◆ Aim
Could you reproduce all of the records below word for word, keeping every line as it appears?

◆ Given entries
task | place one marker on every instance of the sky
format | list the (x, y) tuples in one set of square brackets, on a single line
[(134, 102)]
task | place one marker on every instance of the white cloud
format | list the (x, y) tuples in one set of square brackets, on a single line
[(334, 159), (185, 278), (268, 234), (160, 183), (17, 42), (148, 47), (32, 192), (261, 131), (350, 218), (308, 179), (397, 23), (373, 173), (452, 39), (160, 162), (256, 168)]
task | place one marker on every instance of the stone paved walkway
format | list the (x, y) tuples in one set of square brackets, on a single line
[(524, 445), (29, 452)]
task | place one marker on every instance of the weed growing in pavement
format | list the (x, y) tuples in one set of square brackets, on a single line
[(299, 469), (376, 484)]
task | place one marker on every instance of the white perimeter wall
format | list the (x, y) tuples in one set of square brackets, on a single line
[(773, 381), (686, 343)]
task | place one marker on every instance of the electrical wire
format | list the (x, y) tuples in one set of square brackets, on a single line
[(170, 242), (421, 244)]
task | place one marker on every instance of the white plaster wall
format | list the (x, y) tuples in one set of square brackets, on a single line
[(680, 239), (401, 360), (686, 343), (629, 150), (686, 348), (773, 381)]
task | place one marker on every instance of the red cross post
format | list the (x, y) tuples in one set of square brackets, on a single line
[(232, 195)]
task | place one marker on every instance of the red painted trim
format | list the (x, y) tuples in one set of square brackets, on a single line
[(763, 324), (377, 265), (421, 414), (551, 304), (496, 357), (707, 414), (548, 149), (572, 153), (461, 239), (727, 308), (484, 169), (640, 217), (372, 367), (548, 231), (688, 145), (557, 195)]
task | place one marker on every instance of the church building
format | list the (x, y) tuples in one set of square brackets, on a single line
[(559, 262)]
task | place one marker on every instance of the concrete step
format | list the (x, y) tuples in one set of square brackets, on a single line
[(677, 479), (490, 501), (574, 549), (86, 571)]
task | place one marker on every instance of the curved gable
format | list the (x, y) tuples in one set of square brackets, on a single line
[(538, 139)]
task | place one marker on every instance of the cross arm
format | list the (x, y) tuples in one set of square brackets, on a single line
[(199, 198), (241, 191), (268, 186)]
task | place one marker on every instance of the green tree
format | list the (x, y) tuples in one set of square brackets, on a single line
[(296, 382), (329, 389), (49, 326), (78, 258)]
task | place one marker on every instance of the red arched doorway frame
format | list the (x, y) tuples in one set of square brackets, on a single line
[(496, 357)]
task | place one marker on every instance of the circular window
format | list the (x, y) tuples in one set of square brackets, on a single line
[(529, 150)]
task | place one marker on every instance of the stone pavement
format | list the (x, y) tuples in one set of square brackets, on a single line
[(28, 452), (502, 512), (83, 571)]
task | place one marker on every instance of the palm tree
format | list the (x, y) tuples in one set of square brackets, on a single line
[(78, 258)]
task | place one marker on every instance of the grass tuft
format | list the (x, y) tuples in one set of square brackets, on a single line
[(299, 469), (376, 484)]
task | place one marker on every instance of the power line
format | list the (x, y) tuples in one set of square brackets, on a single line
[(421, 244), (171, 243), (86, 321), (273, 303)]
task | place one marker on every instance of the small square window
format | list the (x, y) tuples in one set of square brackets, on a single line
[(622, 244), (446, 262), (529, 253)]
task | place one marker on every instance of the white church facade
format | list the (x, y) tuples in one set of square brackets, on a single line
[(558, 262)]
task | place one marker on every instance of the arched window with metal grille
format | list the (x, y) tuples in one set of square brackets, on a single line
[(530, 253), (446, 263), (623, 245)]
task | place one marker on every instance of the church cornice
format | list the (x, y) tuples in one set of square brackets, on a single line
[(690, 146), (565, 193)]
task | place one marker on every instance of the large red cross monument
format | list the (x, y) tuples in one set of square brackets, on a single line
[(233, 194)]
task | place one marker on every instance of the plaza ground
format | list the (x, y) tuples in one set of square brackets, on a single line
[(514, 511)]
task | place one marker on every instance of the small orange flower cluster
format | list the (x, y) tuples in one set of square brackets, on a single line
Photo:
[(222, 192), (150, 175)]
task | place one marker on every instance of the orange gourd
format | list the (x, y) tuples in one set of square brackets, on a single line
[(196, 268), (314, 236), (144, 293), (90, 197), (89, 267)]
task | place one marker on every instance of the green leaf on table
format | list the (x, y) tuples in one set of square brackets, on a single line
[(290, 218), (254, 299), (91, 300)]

◆ Full response
task | place one marker on every instance of the sky
format | list the (x, y) tuples in one set of square brackets, on a single line
[(134, 102)]
task | place one marker on every instance of the white cloud
format | list the (x, y) tuples in one set of square brackets, on a single line
[(334, 159), (185, 278), (268, 234), (160, 183), (17, 42), (148, 47), (32, 192), (261, 131), (350, 218), (308, 179), (397, 23), (373, 173), (452, 39), (160, 162), (256, 168)]
task | place one marker on every instance of the stone paved walkway
format | list the (x, y) tuples in one set of square brackets, on a single line
[(524, 445), (29, 452)]
task | place one marker on every instance of the weed growing in pavement
format | list the (x, y) tuples in one set of square brackets, on a single line
[(299, 469), (376, 484)]
task | place one marker on every instance of the white perimeter wall
format | list the (x, y) tuples in one set of square brackets, on a single line
[(773, 381), (686, 343)]
task | place one marker on every instance of the electrical wire
format | list the (x, y) tuples in one set of square brackets, on a single line
[(170, 242), (421, 244)]
task | place one marker on every instance of the white plaster wall
format | list the (x, y) tuples in one set of square brackets, on a single line
[(680, 239), (401, 360), (686, 343), (629, 150), (686, 348), (773, 381)]
task | place one marker on every instance of the red cross post
format | list the (x, y) tuples in one set of square brackets, on a single line
[(232, 195)]
task | place one marker on every instance of the red painted trim
format | list the (x, y) tuples in one set of square brackets, on a single line
[(763, 324), (377, 265), (421, 414), (551, 304), (496, 357), (707, 414), (548, 149), (572, 153), (461, 239), (727, 308), (484, 169), (640, 217), (372, 367), (548, 231), (688, 145), (557, 195)]
task | place one marker on every instance of the church building
format | list the (x, y) tuples in one set of square brackets, on a single line
[(559, 262)]
task | place one marker on every instance of the concrete step
format | list the (x, y) tuples in one set of square brackets, on a single line
[(677, 479), (490, 501), (574, 549), (86, 571)]
task | place one marker on every instance of the curved gable
format | list the (x, y) tuples in one set of square brackets, on a single line
[(538, 139)]
task | place one marker on every instance of the cross arm
format | list the (x, y) tuples in one set of square brackets, on a single line
[(199, 198), (241, 191), (268, 186)]
task | place one marker on every instance of the green tree
format | list the (x, y) tuples in one set of square brackets, on a single line
[(296, 382), (329, 389), (49, 326), (78, 258)]
task | place one marker on every instance of the red arched doorway frame
format | list the (x, y) tuples in one set of square brackets, on a single line
[(496, 357)]
task | place one marker on every instance of the circular window
format | list the (x, y) tuples in one set of square brackets, on a single line
[(529, 150)]
task | place one marker on every instance of the stone pavement
format | list the (x, y) tuples in one set of square brackets, on a single line
[(28, 452), (502, 512), (83, 571)]
task | place one marker on every instance of the palm tree
format | list the (x, y) tuples in one set of square brackets, on a single line
[(78, 258)]
task | place one marker on every instance of the grass tuft
format | list the (x, y) tuples in one set of square brackets, on a single line
[(299, 469), (376, 484)]
task | place one marker on every instance of the power line
format | list the (x, y) tuples in one set of square brackets, on a single line
[(421, 244), (171, 243), (86, 321), (273, 303)]
task | place one marker on every instance of the small square window
format | list the (x, y) tuples in one set of square brackets, on a single line
[(622, 244), (446, 262), (529, 253)]
task | place one marker on every instance of the white church facade
format | list the (x, y) tuples in one set of square brackets, on a single line
[(558, 262)]
task | place one marker on every instance of the arched window with metal grille
format | list the (x, y) tuples in one set of square brackets, on a single line
[(530, 253), (446, 263), (623, 245)]
task | place one marker on every instance of the church cornice
format | list the (x, y) tuples in one set of square brackets, on a single line
[(690, 146), (565, 193)]
task | place one marker on every instance of the large red cross monument
format | list the (x, y) tuples in one set of square brackets, on a single line
[(233, 194)]
task | place one marker on every instance of the plaza ground
format | list the (x, y) tuples in one set of square brackets, on a single line
[(514, 511)]
task | place one marker on every instance of the small orange flower cluster
format | list the (x, y) tuples in one set of square brackets, on a single line
Photo:
[(222, 192), (150, 175)]
task | place one marker on every instance of the orange gourd
format | list the (x, y) tuples in one set of square brackets, on a single line
[(196, 268), (314, 236), (144, 293), (90, 197), (89, 267)]
task | place one marker on every instance of the green leaf on table
format | list the (x, y) tuples in one set of square brackets, on a single line
[(290, 218), (254, 299), (91, 300)]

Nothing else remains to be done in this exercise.